[Dataset records]
---

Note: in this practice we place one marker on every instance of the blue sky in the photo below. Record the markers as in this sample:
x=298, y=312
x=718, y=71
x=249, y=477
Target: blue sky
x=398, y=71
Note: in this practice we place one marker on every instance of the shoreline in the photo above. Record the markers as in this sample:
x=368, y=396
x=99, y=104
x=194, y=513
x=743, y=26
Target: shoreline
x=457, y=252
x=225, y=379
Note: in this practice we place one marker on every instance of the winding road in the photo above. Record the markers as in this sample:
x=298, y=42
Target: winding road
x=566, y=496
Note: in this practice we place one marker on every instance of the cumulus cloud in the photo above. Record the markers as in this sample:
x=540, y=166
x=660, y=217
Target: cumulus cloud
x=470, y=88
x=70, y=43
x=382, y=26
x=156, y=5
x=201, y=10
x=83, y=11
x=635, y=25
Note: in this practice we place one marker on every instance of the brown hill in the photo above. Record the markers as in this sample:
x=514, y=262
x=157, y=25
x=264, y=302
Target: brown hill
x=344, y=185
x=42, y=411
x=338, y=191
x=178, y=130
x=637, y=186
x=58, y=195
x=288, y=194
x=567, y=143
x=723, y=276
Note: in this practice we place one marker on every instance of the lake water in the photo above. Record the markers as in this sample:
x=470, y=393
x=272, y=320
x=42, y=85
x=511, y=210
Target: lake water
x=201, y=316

---

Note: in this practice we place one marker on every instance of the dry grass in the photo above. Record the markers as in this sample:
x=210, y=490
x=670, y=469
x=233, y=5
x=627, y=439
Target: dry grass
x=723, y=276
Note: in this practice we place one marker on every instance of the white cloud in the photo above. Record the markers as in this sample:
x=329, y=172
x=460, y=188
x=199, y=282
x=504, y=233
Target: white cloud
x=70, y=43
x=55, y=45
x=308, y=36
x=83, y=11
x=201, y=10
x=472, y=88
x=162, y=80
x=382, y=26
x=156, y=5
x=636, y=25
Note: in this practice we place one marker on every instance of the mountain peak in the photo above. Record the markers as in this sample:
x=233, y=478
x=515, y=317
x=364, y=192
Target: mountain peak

---

### Aim of the task
Change "practice" to "exercise" in the material from the line with "of the blue" to the line with "x=201, y=316", and write out those lines with nothing else altered.

### The answer
Note: in this exercise we place one marker on every instance of the blue sky in the photo below. Record the markers as in this sample:
x=298, y=312
x=718, y=71
x=249, y=477
Target: blue sky
x=398, y=71
Note: in this exercise we place one marker on every instance of the shoreline in the photo above. Record the markers as in this sample:
x=368, y=396
x=99, y=104
x=194, y=513
x=743, y=26
Target: shoreline
x=457, y=252
x=225, y=379
Note: in this exercise we place one marker on every instance of the winding road in the photo above. Record the markers as in this sample:
x=298, y=42
Target: winding road
x=566, y=496
Note: in this exercise we place one marker on every instance of the cumulus cloud in the photo above. Record the markers as in this sample:
x=540, y=166
x=660, y=217
Target: cumulus cloud
x=470, y=88
x=70, y=43
x=382, y=26
x=156, y=5
x=201, y=10
x=83, y=11
x=635, y=25
Note: in this exercise we place one marker on every instance of the brown hill in the photo above. Record the markers as in this sample:
x=514, y=262
x=157, y=25
x=264, y=302
Target: brown hill
x=344, y=185
x=42, y=411
x=338, y=191
x=178, y=130
x=637, y=186
x=58, y=195
x=288, y=194
x=567, y=143
x=723, y=276
Note: in this exercise we place one marker on every instance of the lake water in the photo above. Record the markers as in this sample:
x=470, y=393
x=272, y=320
x=42, y=85
x=511, y=210
Target: lake water
x=201, y=316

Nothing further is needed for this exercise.